Exercise: A verbatim reproduction of the lines below, from the line containing "Target: pavement crack" through the line containing "[pin] alloy wheel", both ends included, is the whole required output.

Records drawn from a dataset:

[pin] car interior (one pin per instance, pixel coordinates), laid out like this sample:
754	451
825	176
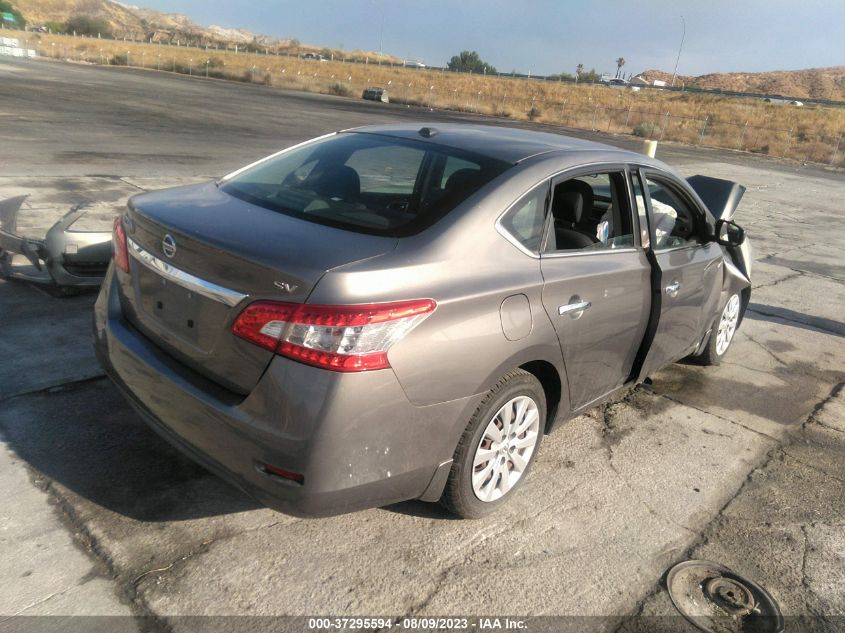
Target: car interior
591	212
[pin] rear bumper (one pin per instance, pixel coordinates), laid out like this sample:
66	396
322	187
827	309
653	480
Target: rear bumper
355	438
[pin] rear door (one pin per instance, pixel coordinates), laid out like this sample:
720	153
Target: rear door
596	280
689	268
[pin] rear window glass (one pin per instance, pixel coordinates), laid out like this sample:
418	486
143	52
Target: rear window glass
366	182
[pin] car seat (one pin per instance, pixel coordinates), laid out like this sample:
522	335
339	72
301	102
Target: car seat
573	201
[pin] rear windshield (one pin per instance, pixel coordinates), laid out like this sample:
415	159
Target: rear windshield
366	182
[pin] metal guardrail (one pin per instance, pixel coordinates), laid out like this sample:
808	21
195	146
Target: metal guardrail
789	143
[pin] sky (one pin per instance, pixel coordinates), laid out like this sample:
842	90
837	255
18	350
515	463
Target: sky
552	36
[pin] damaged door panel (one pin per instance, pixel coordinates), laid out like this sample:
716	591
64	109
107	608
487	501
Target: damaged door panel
63	257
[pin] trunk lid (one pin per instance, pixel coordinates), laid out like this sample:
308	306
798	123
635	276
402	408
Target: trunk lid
221	254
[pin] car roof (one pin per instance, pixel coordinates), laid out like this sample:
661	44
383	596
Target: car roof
508	144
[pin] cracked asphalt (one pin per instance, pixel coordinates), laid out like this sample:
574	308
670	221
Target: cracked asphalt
743	464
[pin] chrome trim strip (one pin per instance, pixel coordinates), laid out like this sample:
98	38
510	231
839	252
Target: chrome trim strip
186	280
574	307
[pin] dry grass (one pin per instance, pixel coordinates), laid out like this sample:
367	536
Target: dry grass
810	133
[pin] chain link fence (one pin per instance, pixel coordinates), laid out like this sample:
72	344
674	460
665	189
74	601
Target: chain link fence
435	90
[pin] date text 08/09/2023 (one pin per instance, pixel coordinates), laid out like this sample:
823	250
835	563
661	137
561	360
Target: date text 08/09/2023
424	623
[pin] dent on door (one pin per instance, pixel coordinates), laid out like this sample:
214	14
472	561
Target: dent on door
690	284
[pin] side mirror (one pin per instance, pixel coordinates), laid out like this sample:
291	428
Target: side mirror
729	233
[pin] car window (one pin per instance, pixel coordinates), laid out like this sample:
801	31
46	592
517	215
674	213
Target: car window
591	212
642	213
363	182
526	219
387	168
674	221
453	165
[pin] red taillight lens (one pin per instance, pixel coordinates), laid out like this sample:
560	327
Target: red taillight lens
120	250
338	337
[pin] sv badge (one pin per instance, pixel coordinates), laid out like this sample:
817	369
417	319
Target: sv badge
283	285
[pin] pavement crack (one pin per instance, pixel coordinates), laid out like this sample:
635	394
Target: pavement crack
812	418
61	386
767	350
721	417
90	544
793	275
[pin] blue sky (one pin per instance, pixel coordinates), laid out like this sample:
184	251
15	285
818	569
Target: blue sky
548	36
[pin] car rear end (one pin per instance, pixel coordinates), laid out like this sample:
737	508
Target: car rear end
204	323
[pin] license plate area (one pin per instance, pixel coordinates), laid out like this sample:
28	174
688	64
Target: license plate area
177	313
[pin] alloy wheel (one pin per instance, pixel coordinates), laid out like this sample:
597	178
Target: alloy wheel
505	449
727	325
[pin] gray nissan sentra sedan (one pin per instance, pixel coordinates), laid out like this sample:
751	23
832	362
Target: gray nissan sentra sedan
401	312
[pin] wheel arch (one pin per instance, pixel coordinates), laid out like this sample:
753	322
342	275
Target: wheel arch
550	379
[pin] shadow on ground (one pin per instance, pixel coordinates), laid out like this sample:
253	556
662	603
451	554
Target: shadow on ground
87	439
774	314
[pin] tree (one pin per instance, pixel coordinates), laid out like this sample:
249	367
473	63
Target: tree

Finished exercise:
Target: pavement crack
812	418
61	386
767	350
721	417
90	544
793	275
[pin] blue sky (one pin per instance, pixel coordinates), laid out like this sample:
184	251
15	285
818	569
Target: blue sky
548	36
[pin] car rear end (one pin per instance, pixel coordinates), laid out like this sample:
737	508
Target: car rear end
204	323
[pin] license plate area (one pin per instance, pixel coordinates), laid out like this sample:
28	174
688	64
Target: license plate area
177	313
[pin] alloy wheel (one pin per instance, pixel coordinates), laid out like this sample:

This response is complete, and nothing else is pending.